**DATA PROVIDED:**
#####
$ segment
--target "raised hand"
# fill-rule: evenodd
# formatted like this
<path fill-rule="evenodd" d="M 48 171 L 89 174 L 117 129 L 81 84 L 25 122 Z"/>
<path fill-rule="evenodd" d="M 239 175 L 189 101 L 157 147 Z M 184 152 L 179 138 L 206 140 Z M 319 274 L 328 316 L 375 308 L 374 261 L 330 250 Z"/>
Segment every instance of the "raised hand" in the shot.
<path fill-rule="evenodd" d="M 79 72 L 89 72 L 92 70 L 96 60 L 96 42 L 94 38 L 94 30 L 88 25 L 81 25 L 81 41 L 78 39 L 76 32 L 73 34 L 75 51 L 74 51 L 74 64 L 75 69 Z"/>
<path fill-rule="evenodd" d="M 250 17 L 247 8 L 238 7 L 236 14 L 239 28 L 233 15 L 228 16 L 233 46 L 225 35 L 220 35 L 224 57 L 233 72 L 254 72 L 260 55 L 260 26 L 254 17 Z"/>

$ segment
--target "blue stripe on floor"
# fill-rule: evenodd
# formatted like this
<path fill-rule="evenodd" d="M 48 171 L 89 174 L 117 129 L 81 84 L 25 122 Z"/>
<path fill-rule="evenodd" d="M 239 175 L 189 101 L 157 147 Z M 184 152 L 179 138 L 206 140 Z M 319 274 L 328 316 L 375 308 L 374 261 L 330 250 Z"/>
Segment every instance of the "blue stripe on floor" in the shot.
#####
**WORK INSTRUCTION:** Would you please work out how many lines of the data hold "stripe"? Reply with the number alone.

**REPLY:** 2